TAREFA A CUMPRIR: Devolva, sem alterações, o trecho do artigo sobre Lygia Prestes que vai de "A árdua luta" a "com os filhos.".

Por Anita Leocadia Prestes*
Lygia Prestes completaria 100 anos de idade no dia 4 de agosto de 2013. Irmã mais moça de Luiz Carlos Prestes, nasceu na cidade do Rio de Janeiro, então capital da República. Junto com seus quatro irmãos, vivenciou na infância e adolescência as dificuldades de uma família de poucos recursos.
Sua mãe, Leocadia Felizardo Prestes, com a morte prematura do marido, que a deixou numa situação financeira muito precária, teve que desenvolver múltiplas atividades para garantir a sobrevivência da família. Deu aulas de idiomas e de música, trabalhou de modista, foi balconista e costurou para o Arsenal de Marinha. Finalmente, em 1915, conseguiu ser nomeada professora da Escola Pública, cargo que exerceu até 1930. Trabalhava à noite, em cursos frequentados por comerciárias, operárias e domésticas. Leocadia pôde assim ter contato com as camadas mais pobres da sociedade e isso aguçou sua revolta contra as injustiças sociais.
Na educação dos filhos, sua grande preocupação foi sempre a de incutir-lhes o amor ao trabalho e o sentimento do dever cívico. Procurou mostrar-lhes os aspectos negativos da vida, ensinando-os a enfrentar com altivez a violência e as arbitrariedades dos poderosos e a jamais se curvar ante as injustiças.
A árdua luta pela sobrevivência não fez diminuir seu interesse pelo que ocorria na sociedade e no mundo. Mesmo nos momentos mais difíceis, em sua casa podia faltar pão, mas nunca faltou pelo menos um jornal diário, para acompanhar os acontecimentos políticos, que discutia e comentava com os filhos.
Em 1922, quando seu filho Luiz Carlos Prestes, já oficial do Exército, começava a participar da preparação do primeiro levante tenentista, ela lhe daria todo o apoio, incentivando-o a continuar a luta, após a derrota do movimento.

DADOS FORNECIDOS:

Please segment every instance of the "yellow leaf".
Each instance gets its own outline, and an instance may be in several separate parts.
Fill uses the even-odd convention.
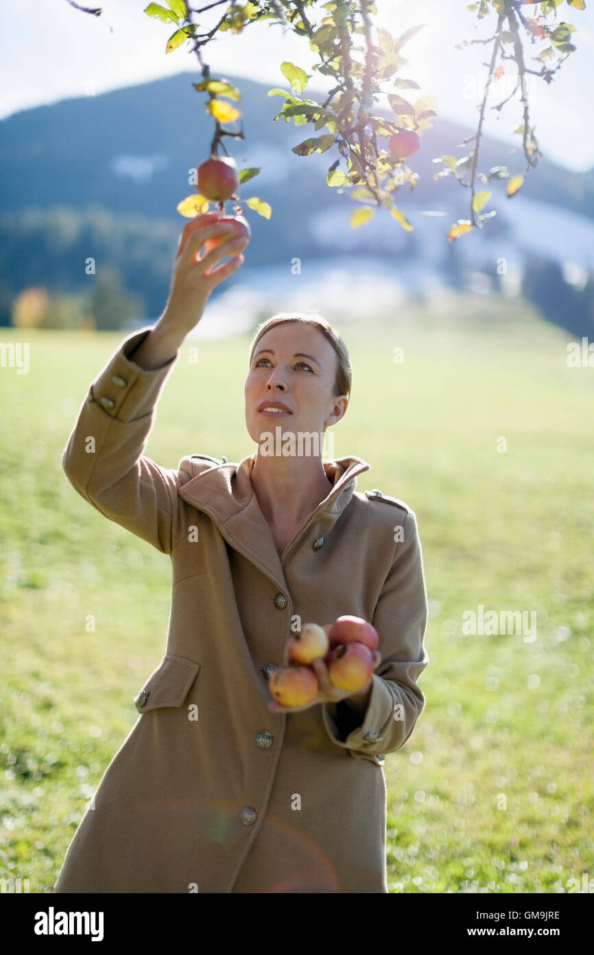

RESPOSTA ESCRITA:
A árdua luta pela sobrevivência não fez diminuir seu interesse pelo que ocorria na sociedade e no mundo. Mesmo nos momentos mais difíceis, em sua casa podia faltar pão, mas nunca faltou pelo menos um jornal diário, para acompanhar os acontecimentos políticos, que discutia e comentava com os filhos.